Studio album by The Dandy Warhols
- Released: January 25, 2019
- Studio: The Odditorium (Portland, Oregon)
- Length: 40:49
- Label: Dine Alone

The Dandy Warhols chronology
| Distortland (2016) | Why You So Crazy (2019) | Tafelmuzik Means More When You're Alone (2020) |

= Why You So Crazy =

Why You So Crazy is the tenth studio album by American alternative rock band The Dandy Warhols, released on January 25, 2019, through Dine Alone Records. It was supported by the single "Be Alright", for which a 360° video was made starring actress Jessica Paré, and was promoted by a 2019 tour.

Professional ratings
Aggregate scores
| Source | Rating |
| Metacritic | 56/100 |
Review scores
| Source | Rating |
| AllMusic | Star Half star |
| Clash | 5/10 |
| Paste | 7.3/10 |
| PopMatters | 6/10 |
| Under the Radar | 5/10 |

==Music==
The album has been noted as a "return" to the band's "freewheeling" style, containing "references as far flung as Fred Astaire and Ginger Rogers, Don McLean's Chevy, and the church of Bowie's 'Modern Love'." The songs have been called "off-kilter psych-pop", "high country-fried Americana" to "gothic piano-propelled rumba".

## Directions
1/ Answer these questions using the text about the album Why You So Crazy:
(a) Which record label released the album?
(b) Which actress starred in the 360° video for "Be Alright"?
(c) What score does Metacritic give the album?
2/ Resume the text about the album Why You So Crazy, starting right after its final sentence.

(Records excerpted from a collection)

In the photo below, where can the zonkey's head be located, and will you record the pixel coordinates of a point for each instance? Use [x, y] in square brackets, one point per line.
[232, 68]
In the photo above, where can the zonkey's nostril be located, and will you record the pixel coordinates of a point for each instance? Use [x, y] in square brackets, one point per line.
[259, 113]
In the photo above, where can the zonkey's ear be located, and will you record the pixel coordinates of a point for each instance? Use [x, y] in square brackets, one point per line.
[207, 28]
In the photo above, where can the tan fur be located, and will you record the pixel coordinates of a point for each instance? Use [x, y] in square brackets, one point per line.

## Replies
1/
(a) Dine Alone Records
(b) Jessica Paré
(c) 56/100

2/
The album also features increased songwriting output from keyboardist Zia McCabe and drummer Brent DeBoer, who have credits on nearly half the album's tracks.

==Singles==
While the band initially previewed the song "Forever", "Be Alright" was chosen as the lead single. It was accompanied by a 360° video conceived by Kevin Moyer and directed by frontman Courtney Taylor-Taylor. Moyer claimed he was inspired to make the video at the band's headquarters, the Odditorium, located in Portland, which he described as making "your head spin trying to take all of it in as you walk through the unique rock [and] roll space". The video is about the effects of drinking a "magic wine", and stars actress Jessica Paré.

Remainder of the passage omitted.